Written task 1 — Set down the climate risk interview text word for word between "Home People &" and "the private sector.", inclusive.
Written task 2 — Name every person mentioned by name in the climate risk interview text.
Written task 3 —
Using the climate risk interview text, answer these:
(a) Where were the bushfires shown in the image caption?
(b) Who carried out the interview, and for which outlet?
(c) Into how many parts is the interview divided?

Home People & Planet Climate change risk: near a tipping point

Climate change risk: near a tipping point

Arup Chatterjee
Arup Chatterjee, the insurance expert at the ADB, speaks about the impact of growing climate-related risks on infrastructure and financial market stakeholders
An interview with
Principal Financial Sector Specialist, Sustainable Development and Climate Change Department at Asian Development Bank
Bushfires in Tasmania, Australia

In this first part of a two-part interview, Arup Chatterjee, Principal Financial Sector Specialist, Sustainable Development and Climate Change Department at the Asian Development Bank, speaks with Siddharth Poddar and Shivaji Bagchi of Unravel about how growing climate-related risks will impact infrastructure in the region. He also speaks about the impacts on financial market stakeholders – both from the public and the private sector.

Data extract —
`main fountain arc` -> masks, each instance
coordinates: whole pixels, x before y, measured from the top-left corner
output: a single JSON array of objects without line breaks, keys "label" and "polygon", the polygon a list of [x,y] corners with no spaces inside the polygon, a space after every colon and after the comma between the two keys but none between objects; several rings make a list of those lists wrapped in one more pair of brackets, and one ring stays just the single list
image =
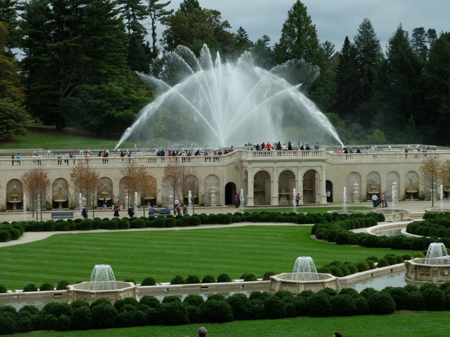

Written response 1 —
Home People & Planet Climate change risk: near a tipping point

Climate change risk: near a tipping point

Arup Chatterjee
Arup Chatterjee, the insurance expert at the ADB, speaks about the impact of growing climate-related risks on infrastructure and financial market stakeholders
An interview with
Principal Financial Sector Specialist, Sustainable Development and Climate Change Department at Asian Development Bank
Bushfires in Tasmania, Australia

In this first part of a two-part interview, Arup Chatterjee, Principal Financial Sector Specialist, Sustainable Development and Climate Change Department at the Asian Development Bank, speaks with Siddharth Poddar and Shivaji Bagchi of Unravel about how growing climate-related risks will impact infrastructure in the region. He also speaks about the impacts on financial market stakeholders – both from the public and the private sector.

Written response 2 —
Arup Chatterjee
Siddharth Poddar
Shivaji Bagchi

Written response 3 —
(a) Tasmania, Australia
(b) Siddharth Poddar and Shivaji Bagchi of Unravel
(c) Two